[Natural-language object grounding data]

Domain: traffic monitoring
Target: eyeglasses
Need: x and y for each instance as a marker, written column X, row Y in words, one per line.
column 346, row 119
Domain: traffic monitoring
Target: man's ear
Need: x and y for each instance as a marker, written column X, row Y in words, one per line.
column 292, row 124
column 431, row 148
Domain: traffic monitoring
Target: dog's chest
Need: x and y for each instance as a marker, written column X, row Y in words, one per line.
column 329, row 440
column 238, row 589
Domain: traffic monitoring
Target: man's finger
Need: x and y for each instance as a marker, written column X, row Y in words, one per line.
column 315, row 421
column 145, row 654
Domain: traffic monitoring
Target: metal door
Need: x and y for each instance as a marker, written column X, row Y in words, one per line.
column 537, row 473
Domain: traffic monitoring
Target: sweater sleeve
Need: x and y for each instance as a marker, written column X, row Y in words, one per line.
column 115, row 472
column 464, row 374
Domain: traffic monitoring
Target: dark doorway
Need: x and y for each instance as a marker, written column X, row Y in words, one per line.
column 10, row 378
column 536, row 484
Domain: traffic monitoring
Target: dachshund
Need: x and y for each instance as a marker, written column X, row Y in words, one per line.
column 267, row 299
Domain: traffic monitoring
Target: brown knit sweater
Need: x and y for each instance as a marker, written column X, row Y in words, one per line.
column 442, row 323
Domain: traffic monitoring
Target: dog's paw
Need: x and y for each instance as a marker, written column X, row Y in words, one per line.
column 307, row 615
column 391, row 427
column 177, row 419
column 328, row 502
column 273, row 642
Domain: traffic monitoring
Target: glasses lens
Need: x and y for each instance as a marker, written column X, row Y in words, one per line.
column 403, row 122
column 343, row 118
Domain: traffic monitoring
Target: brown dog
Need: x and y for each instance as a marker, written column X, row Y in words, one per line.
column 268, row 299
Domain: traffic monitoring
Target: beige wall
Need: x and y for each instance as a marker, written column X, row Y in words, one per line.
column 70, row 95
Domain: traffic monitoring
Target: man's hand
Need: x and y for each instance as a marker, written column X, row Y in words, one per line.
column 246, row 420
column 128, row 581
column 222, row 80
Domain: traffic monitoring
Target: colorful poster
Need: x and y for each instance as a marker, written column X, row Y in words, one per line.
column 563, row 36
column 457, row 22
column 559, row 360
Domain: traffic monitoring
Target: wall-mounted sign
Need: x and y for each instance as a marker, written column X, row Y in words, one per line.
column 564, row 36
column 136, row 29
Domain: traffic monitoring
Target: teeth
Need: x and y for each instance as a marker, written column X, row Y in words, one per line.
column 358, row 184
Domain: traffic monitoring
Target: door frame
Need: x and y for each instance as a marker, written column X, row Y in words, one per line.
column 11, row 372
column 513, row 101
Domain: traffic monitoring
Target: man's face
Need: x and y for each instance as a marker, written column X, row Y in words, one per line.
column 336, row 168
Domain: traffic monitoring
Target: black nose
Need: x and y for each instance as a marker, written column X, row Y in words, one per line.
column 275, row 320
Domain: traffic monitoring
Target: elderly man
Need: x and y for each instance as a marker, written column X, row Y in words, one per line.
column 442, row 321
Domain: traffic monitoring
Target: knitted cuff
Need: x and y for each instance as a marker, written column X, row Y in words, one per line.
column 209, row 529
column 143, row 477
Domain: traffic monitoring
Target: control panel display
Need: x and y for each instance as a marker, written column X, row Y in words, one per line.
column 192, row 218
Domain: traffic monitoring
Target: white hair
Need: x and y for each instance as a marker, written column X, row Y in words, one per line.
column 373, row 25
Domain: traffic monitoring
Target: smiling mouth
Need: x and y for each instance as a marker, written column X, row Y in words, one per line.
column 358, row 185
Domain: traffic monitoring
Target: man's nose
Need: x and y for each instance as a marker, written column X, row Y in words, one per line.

**WHAT IS REQUIRED:** Would you repeat each of the records above exactly?

**OUTPUT FOR THIS TASK:**
Domain: traffic monitoring
Target: eyeglasses
Need: x and y for each instance as a marker, written column X, row Y in words, one per line.
column 346, row 119
Domain: traffic monitoring
Target: man's ear
Need: x and y for each instance as a marker, written column X, row Y in words, one per line.
column 292, row 124
column 431, row 148
Domain: traffic monitoring
Target: dog's chest
Need: x and y for each instance as a marker, written column X, row Y in words, one per line.
column 329, row 440
column 238, row 589
Domain: traffic monitoring
Target: man's finger
Need: x and y for each instance as a marker, written column X, row Y in words, one per line.
column 315, row 421
column 145, row 654
Domain: traffic monitoring
Target: metal door
Need: x and y for each instance as a marker, written column X, row Y in words, one per line.
column 537, row 473
Domain: traffic monitoring
Target: sweater sleeve
Need: x and y for each instance as a marker, written column X, row Y in words, one per line.
column 115, row 472
column 464, row 374
Domain: traffic monitoring
Target: dark doorway
Need: x and y for each instance as a marker, written column X, row Y in words, one per line.
column 10, row 378
column 536, row 484
Domain: traffic monitoring
Target: dachshund
Need: x and y for each instance as a marker, written column X, row Y in words, one per line.
column 267, row 299
Domain: traffic monitoring
Target: brown knit sweater
Need: x and y for each instance as a marker, written column X, row Y in words, one per line.
column 442, row 323
Domain: traffic monitoring
Target: dog's paw
Need: x and y for each instance as a marker, written column X, row Y in words, one per line.
column 307, row 615
column 391, row 427
column 177, row 419
column 328, row 502
column 273, row 642
Domain: traffic monitoring
Target: glasses lens
Need: x and y for each instance as a marker, written column X, row Y in words, one per line.
column 403, row 122
column 343, row 118
Domain: traffic monitoring
Target: brown dog
Need: x and y for each instance as a marker, written column X, row Y in words, one per line.
column 268, row 299
Domain: traffic monitoring
Target: beige wall
Need: x and y for each instance as a marker, written column X, row Y in words, one per line.
column 70, row 95
Domain: traffic monitoring
Target: man's hand
Need: x and y for each instance as a marker, written column X, row Y in words, one per line.
column 246, row 420
column 128, row 581
column 222, row 80
Domain: traffic monitoring
Target: colorful poster
Need: x and y for each instance as a marker, written column X, row Y in words, one per line.
column 563, row 36
column 457, row 22
column 559, row 360
Domain: traffic monitoring
Target: wall-mounted sign
Need: x and y for each instance as a marker, written column X, row Y in words, one per line.
column 564, row 36
column 136, row 29
Domain: traffic monitoring
Target: teeth
Need: x and y for each instance as a marker, written column X, row Y in words, one per line.
column 358, row 184
Domain: traffic monitoring
Target: door frame
Need: x and y for each instance as a marker, written column X, row Y in words, one per line.
column 11, row 372
column 513, row 101
Domain: traffic monitoring
Target: man's face
Need: x and y for each instance as a marker, written column X, row Y in words, one per line.
column 336, row 168
Domain: traffic monitoring
Target: black nose
Need: x and y for each instance as a marker, written column X, row Y in words, one per line.
column 275, row 320
Domain: traffic monitoring
Target: elderly man
Need: x and y for each instance as a marker, written column X, row Y in words, one per line.
column 442, row 321
Domain: traffic monitoring
Target: knitted cuff
Need: x and y for each instance as a marker, written column X, row Y in words, one per line.
column 209, row 529
column 143, row 477
Domain: traffic monitoring
Target: control panel display
Need: x and y for each instance as a marker, written column X, row Y in words, one per line.
column 192, row 218
Domain: traffic monitoring
Target: white hair
Need: x and y for each instance as a marker, written column X, row Y in words, one per line.
column 373, row 25
Domain: traffic monitoring
Target: smiling mouth
Need: x and y for each instance as a marker, written column X, row Y in words, one per line.
column 358, row 185
Domain: traffic monitoring
Target: man's nose
Need: x and y for each instance as a marker, written column X, row Y in words, one per line.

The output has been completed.